◆ WHAT YOU SHOULD DO: Pick out each line of the items below that contains the string "shore", and copy those lines.

◆ Pointing data excerpts:

>> START

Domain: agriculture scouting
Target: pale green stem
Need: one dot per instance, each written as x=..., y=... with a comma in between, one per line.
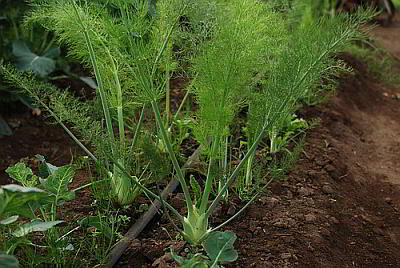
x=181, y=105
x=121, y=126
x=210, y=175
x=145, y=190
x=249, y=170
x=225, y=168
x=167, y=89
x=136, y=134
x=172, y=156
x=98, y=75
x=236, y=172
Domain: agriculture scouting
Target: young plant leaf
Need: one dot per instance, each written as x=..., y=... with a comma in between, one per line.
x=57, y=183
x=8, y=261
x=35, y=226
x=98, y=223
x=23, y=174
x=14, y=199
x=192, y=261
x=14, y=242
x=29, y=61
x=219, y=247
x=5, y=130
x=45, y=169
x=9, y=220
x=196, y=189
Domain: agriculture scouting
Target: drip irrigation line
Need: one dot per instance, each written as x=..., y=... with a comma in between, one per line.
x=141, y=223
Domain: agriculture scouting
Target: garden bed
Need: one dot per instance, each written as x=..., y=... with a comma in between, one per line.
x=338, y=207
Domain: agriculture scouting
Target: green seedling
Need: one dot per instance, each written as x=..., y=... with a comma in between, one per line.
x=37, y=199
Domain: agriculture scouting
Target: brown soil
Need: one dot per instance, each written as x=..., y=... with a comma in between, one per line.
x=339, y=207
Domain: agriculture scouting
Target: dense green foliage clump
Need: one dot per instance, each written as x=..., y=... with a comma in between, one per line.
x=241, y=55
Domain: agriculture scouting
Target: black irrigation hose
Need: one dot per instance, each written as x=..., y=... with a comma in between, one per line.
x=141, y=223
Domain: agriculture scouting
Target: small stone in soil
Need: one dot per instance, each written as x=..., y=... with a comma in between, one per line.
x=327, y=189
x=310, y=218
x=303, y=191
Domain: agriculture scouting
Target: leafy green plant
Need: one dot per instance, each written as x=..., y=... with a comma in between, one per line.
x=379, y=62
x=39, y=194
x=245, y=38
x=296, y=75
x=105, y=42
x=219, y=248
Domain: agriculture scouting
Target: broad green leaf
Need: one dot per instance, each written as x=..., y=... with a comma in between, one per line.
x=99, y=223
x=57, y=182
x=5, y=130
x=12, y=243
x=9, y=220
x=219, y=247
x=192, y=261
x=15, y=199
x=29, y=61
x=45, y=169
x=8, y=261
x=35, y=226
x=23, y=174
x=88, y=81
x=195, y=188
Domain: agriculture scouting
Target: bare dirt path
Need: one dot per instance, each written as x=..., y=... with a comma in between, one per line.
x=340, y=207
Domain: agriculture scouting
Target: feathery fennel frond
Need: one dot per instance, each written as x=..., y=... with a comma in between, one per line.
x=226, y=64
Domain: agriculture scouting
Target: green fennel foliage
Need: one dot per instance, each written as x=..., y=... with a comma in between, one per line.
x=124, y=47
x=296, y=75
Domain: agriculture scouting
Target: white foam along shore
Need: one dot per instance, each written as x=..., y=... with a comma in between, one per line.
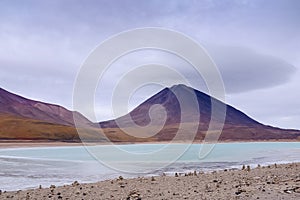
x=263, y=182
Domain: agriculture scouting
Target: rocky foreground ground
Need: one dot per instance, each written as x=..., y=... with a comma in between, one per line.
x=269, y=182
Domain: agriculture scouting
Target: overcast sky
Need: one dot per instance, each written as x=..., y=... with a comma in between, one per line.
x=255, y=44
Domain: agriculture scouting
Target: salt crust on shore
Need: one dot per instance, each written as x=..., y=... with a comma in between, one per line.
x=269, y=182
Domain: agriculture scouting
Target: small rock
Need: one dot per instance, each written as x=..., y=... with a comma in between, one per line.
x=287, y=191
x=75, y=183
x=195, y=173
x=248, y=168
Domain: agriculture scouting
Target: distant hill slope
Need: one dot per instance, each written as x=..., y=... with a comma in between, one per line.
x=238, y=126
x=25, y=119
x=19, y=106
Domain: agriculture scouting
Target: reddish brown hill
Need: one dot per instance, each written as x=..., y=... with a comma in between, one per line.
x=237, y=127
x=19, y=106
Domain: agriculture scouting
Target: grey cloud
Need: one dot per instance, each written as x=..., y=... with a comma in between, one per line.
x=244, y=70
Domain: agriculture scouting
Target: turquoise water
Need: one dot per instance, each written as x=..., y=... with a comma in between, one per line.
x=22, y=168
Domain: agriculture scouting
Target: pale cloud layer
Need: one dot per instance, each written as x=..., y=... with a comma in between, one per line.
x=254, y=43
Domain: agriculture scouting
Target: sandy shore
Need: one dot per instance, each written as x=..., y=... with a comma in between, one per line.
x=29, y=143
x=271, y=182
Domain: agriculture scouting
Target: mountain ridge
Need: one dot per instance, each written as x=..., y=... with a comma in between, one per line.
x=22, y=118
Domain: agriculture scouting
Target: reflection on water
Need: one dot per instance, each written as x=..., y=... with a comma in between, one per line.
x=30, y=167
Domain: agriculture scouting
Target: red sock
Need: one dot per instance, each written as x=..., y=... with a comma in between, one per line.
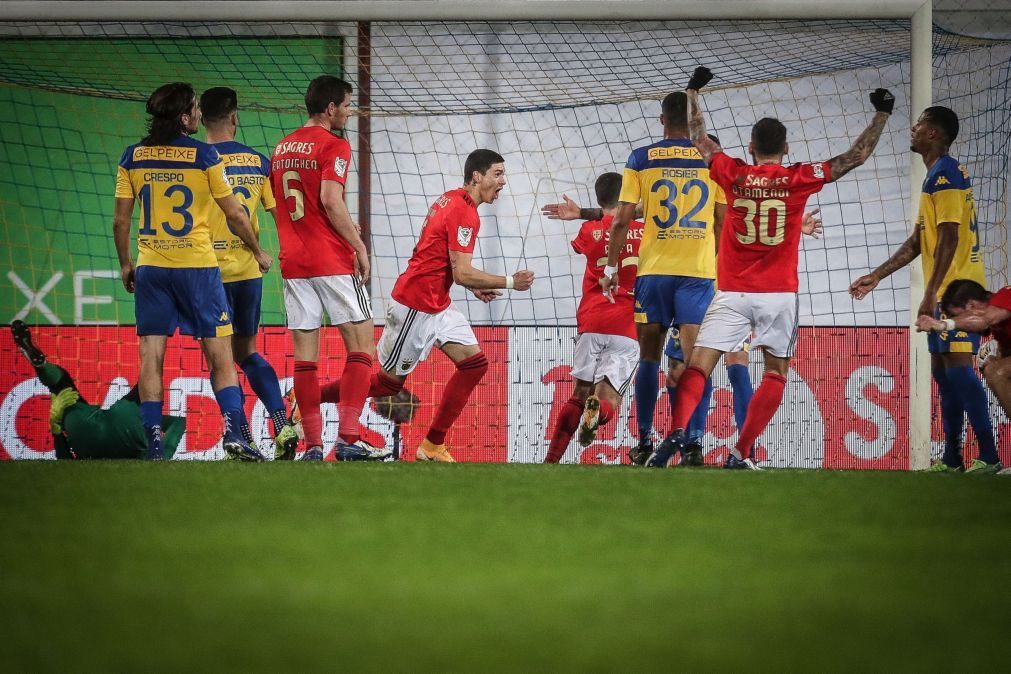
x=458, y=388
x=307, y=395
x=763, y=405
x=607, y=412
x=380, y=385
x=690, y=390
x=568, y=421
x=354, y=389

>> END
>> START

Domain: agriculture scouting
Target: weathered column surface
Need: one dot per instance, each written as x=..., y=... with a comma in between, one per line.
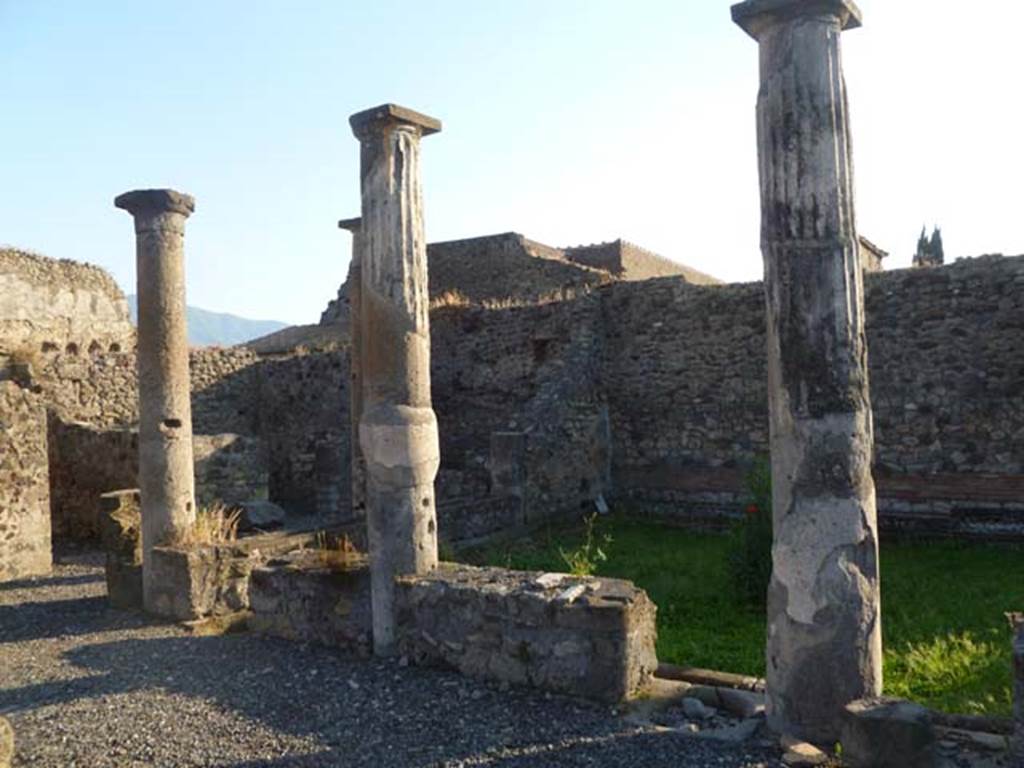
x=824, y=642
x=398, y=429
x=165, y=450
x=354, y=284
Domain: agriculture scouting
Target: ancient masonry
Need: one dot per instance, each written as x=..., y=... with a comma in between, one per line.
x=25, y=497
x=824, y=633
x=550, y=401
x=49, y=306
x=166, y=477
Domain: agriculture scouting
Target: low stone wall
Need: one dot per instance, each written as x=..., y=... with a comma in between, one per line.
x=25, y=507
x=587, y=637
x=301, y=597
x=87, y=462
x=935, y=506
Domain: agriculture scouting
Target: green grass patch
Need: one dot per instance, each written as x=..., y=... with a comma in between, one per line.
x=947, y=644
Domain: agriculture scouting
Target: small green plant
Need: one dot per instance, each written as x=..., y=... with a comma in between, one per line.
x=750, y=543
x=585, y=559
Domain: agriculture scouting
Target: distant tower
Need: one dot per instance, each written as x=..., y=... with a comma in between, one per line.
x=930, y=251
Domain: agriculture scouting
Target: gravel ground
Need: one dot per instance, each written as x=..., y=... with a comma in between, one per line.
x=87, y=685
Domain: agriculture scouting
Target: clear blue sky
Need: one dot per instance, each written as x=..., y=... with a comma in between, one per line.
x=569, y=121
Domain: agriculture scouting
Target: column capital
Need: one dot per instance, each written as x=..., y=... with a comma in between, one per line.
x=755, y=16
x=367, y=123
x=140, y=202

>> END

◆ FULL ANSWER:
Target: white foam along shore
Target: salt crust on shore
Target: sandy shore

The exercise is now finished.